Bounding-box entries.
- - -
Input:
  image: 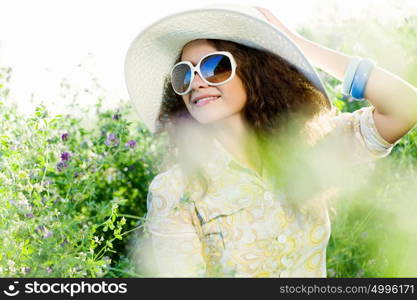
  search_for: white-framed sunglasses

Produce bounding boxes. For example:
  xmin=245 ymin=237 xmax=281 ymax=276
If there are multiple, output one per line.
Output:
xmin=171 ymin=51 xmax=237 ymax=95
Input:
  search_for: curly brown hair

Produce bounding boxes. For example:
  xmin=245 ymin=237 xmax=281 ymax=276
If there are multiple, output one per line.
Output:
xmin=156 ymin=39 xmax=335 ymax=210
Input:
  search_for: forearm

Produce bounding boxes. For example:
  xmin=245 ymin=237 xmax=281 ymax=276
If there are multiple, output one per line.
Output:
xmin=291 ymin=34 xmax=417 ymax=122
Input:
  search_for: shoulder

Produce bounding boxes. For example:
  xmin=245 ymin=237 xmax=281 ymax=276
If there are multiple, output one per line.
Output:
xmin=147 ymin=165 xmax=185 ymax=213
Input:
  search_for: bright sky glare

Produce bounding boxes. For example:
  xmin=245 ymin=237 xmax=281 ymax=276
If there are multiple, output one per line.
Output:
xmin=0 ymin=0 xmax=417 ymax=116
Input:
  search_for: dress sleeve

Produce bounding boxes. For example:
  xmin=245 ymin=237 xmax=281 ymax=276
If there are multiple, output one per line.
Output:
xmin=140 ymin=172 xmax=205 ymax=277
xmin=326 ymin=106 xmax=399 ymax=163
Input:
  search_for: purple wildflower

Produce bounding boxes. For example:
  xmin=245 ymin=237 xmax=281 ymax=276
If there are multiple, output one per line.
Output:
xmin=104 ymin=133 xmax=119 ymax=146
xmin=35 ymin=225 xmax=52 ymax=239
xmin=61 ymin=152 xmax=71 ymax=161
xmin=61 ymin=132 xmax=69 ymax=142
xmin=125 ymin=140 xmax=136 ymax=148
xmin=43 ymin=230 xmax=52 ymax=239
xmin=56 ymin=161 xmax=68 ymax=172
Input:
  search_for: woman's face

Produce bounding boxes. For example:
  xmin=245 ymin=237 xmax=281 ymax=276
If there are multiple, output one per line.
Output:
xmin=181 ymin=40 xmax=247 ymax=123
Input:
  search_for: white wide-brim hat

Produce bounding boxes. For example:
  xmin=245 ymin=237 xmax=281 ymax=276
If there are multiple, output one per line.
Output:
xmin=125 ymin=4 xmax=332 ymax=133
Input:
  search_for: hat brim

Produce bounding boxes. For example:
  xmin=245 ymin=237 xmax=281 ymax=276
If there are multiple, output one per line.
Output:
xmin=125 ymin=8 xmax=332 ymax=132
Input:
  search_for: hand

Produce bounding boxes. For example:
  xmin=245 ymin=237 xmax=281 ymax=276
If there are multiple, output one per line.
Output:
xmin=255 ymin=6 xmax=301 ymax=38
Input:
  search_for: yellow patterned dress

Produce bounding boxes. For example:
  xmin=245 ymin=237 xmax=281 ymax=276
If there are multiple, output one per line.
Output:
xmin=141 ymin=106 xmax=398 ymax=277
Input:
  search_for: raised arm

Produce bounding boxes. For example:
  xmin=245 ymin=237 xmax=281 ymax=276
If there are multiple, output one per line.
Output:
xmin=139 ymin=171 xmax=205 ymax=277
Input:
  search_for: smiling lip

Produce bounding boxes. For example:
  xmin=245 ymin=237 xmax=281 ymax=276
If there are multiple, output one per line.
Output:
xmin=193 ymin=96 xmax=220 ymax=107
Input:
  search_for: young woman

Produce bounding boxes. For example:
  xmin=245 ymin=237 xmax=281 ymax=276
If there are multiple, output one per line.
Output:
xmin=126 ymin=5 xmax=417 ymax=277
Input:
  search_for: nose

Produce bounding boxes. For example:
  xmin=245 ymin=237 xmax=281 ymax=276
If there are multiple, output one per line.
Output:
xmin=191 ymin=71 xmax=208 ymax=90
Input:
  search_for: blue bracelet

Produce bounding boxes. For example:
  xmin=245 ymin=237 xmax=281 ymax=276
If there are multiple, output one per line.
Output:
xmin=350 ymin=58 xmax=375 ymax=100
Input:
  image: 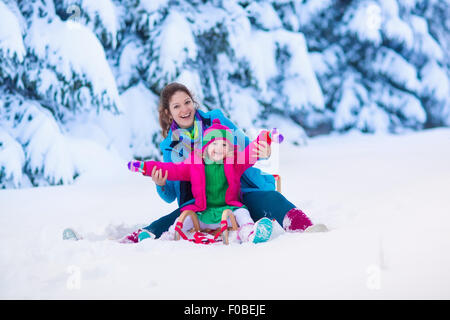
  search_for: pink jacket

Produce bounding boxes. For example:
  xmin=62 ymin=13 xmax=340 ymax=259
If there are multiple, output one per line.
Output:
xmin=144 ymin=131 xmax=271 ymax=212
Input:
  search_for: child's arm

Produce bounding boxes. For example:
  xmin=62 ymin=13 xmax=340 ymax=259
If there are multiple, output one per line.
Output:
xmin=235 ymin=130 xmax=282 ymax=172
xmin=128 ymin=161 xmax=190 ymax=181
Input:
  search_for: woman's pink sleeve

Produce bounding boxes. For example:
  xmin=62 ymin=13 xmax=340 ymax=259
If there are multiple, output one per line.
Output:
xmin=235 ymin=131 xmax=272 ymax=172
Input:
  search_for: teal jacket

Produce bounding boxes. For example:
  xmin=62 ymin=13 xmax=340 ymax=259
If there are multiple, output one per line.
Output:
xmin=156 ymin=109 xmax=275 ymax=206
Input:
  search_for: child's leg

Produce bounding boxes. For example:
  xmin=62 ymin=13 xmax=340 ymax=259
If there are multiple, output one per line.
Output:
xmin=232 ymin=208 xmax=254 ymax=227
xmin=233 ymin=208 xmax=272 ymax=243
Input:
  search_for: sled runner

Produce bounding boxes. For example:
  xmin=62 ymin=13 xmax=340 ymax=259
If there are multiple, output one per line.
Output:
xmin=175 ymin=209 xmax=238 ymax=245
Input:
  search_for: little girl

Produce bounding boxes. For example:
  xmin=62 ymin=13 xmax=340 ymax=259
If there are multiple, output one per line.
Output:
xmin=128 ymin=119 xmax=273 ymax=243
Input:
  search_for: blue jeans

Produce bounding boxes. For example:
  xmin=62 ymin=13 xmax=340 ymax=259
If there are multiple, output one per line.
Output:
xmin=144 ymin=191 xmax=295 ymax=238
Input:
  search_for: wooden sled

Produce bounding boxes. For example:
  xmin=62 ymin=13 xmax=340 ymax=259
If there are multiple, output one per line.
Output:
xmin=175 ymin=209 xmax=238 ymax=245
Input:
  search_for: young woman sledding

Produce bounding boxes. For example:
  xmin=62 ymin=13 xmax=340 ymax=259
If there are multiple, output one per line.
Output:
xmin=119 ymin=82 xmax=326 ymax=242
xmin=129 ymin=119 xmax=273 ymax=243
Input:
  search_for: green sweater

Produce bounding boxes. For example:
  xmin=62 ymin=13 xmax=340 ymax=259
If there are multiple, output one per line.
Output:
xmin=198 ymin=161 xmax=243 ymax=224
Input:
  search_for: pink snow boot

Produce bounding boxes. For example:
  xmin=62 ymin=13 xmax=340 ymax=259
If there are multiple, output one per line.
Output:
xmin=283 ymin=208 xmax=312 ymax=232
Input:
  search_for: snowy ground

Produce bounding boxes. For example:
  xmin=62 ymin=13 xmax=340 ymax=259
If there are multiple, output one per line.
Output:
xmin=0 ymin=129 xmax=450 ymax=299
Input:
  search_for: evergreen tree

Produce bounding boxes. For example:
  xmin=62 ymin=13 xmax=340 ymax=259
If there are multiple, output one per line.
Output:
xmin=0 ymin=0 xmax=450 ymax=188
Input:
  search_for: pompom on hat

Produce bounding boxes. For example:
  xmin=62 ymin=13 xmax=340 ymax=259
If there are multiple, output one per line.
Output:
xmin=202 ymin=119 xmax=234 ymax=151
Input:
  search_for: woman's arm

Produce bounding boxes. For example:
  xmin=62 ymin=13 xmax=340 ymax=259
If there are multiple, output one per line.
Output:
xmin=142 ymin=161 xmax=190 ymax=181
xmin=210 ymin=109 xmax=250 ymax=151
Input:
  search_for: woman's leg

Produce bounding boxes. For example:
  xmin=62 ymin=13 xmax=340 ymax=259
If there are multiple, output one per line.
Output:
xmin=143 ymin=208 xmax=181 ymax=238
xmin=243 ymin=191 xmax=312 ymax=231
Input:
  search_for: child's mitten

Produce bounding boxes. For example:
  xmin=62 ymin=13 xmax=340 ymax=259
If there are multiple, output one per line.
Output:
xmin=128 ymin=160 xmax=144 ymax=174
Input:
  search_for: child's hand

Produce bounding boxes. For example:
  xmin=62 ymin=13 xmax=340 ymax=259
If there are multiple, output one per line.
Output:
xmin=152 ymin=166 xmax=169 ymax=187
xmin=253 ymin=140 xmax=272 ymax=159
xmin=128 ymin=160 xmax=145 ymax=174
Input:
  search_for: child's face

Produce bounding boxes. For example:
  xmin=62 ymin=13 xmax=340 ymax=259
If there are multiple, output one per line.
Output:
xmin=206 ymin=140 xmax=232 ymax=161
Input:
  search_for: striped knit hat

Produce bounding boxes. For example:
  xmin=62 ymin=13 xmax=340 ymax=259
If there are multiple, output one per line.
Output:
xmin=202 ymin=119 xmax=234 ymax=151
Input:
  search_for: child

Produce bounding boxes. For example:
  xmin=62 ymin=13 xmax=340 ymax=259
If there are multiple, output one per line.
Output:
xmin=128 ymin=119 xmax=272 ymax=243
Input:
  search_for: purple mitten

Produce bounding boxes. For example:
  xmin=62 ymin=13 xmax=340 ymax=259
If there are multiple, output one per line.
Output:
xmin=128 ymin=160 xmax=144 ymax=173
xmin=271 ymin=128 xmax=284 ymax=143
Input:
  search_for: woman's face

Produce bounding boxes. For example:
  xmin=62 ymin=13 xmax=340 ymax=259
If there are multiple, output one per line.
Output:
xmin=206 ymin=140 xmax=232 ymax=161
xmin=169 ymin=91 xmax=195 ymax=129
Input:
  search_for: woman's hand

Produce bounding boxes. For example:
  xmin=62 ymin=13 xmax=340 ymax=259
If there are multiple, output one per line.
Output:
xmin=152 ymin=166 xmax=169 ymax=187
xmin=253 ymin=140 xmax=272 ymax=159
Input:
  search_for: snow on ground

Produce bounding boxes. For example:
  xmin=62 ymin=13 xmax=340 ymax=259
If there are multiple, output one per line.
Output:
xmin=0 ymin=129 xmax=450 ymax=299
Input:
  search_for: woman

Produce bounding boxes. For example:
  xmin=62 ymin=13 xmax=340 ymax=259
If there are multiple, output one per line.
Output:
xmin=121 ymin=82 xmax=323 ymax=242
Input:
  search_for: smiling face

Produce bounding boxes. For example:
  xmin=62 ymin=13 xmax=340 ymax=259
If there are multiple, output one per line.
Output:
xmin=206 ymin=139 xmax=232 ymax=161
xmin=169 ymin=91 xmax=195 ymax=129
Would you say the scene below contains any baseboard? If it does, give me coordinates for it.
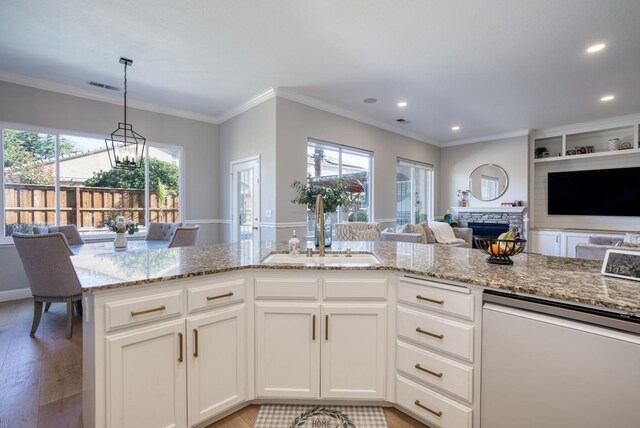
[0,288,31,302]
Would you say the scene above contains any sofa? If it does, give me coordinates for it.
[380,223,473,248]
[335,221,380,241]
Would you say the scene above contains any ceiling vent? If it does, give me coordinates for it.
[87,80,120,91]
- - -
The problem. Reproduce every line of the entries above, requests included, from the very beginning through the line containing "xmin=0 ymin=0 xmax=417 ymax=116", both ends inclusive. Multiply each coordinate in the answers (but not in the requests or their format samples) by 1.6, round to whole numbers with halves rounded up, and leave the pictures out.

Response for this exercise.
Input:
  image: 
  search_for: white-framed sunglasses

Produce bounding boxes. For example:
  xmin=245 ymin=237 xmax=281 ymax=276
If there are multiple, output one per line.
Output:
xmin=274 ymin=82 xmax=379 ymax=152
Input:
  search_for: curly brown hair

Produce bounding boxes. For example:
  xmin=245 ymin=237 xmax=281 ymax=276
If there are multiple, output one per line.
Output:
xmin=250 ymin=62 xmax=536 ymax=336
Input:
  search_for: forearm

Produce bounding boxes. For example:
  xmin=245 ymin=237 xmax=281 ymax=276
If there are multiple, output one per line.
Output:
xmin=466 ymin=54 xmax=667 ymax=195
Input:
  search_for: shoulder

Produce bounding boxes. For example:
  xmin=245 ymin=237 xmax=281 ymax=276
If there are multiple, output one per line.
Output:
xmin=235 ymin=264 xmax=296 ymax=341
Input:
  search_for: bright sky glare

Produce bounding boxes. For example:
  xmin=245 ymin=237 xmax=281 ymax=276
If there are multiple, output one per line.
Output:
xmin=0 ymin=0 xmax=667 ymax=186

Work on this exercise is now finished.